> RECORDS SHOWN
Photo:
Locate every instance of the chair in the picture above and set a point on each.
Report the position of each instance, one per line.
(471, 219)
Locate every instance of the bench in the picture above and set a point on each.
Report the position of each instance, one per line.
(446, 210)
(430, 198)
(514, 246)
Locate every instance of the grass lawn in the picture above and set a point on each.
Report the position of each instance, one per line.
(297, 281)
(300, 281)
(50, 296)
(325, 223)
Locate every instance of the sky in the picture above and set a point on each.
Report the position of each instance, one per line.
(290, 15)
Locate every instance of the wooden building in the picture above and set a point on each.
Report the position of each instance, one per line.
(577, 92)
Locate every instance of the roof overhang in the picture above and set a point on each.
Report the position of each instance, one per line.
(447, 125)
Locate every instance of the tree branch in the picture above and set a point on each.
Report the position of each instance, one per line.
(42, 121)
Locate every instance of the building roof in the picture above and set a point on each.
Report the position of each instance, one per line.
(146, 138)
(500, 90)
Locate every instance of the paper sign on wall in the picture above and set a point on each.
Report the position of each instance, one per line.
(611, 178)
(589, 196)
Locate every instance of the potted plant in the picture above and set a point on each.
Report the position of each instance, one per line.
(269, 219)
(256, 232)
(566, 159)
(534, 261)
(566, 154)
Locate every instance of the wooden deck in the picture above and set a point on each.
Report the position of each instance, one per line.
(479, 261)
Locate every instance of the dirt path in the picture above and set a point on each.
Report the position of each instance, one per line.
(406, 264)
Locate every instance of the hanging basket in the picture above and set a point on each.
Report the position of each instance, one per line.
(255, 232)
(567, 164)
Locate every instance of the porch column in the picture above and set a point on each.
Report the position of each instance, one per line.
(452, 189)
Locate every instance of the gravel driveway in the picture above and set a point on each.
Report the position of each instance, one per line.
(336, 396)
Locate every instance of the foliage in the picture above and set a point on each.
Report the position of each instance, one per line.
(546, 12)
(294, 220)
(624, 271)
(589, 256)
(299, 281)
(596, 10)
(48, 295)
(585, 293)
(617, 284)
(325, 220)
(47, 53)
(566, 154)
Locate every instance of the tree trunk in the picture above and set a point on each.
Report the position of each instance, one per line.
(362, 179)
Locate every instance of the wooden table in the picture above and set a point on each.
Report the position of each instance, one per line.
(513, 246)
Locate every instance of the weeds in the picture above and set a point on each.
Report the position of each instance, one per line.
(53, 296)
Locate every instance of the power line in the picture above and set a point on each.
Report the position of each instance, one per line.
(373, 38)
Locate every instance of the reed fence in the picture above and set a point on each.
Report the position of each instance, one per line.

> WHAT TO WORK ON
Rewrite the items from the line with "Locate every instance of the tree trunk" through the end of the items, putting "location" wherever "position" appears and leaving everything else unchanged.

> RESULT OF THIS TASK
Locate every instance of the tree trunk in the picture above and set a point on each.
Report the location of each instance, one per line.
(362, 179)
Locate every instance of the wooden table in the picture above and set a point on each.
Report the location of each instance, one per line.
(513, 246)
Locate every instance of the weeds in the picture above and set a point on each.
Report the location of each instance, one per line.
(53, 296)
Locate every instance of the power line in the picture above and set a point on each.
Report the location of each instance, one per line.
(373, 38)
Locate every instance of the reed fence in the picture above and set a point on each.
Report the location of each instance, one per line.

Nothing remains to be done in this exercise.